- [Stated goal]: Rewrite the lines below with "green leaf" swapped for "yellow leaf" everywhere, leaving the rest unchanged.

- [Material provided]:
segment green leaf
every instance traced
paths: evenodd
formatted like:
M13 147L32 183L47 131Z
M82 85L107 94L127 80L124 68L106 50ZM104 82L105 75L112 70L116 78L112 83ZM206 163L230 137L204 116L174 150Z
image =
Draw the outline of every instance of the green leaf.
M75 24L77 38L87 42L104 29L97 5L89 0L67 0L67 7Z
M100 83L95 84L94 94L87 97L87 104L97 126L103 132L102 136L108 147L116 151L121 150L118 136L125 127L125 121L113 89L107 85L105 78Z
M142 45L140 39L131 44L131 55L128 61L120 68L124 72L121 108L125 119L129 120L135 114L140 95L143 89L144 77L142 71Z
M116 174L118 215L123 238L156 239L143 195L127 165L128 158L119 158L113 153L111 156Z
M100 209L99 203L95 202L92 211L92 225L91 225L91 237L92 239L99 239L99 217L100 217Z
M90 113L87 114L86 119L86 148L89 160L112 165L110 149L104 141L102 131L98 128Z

- [Correct result]:
segment yellow leaf
every instance traced
paths: evenodd
formatted like:
M13 147L32 183L47 131Z
M82 85L107 94L127 80L124 68L106 50ZM104 82L105 75L112 70L116 78L112 83ZM206 163L230 137L204 116L174 150Z
image =
Draw the outline of every instance of the yellow leaf.
M75 24L77 38L87 42L104 29L97 5L89 0L67 0L67 7Z
M100 83L95 84L94 94L87 97L87 104L97 126L103 132L102 136L108 147L116 151L121 150L118 136L125 127L125 121L113 89L107 85L105 78Z
M142 45L140 39L131 44L131 55L128 61L120 68L124 72L121 108L125 119L129 120L135 114L140 95L143 89L144 77L142 71Z
M116 174L118 215L123 238L156 239L143 195L127 165L128 158L119 158L113 153L111 156Z
M100 209L99 203L95 202L92 211L92 225L91 225L91 237L92 239L99 239L99 217L100 217Z
M90 113L87 114L86 119L86 148L89 160L112 165L110 149L104 141L102 131L98 128Z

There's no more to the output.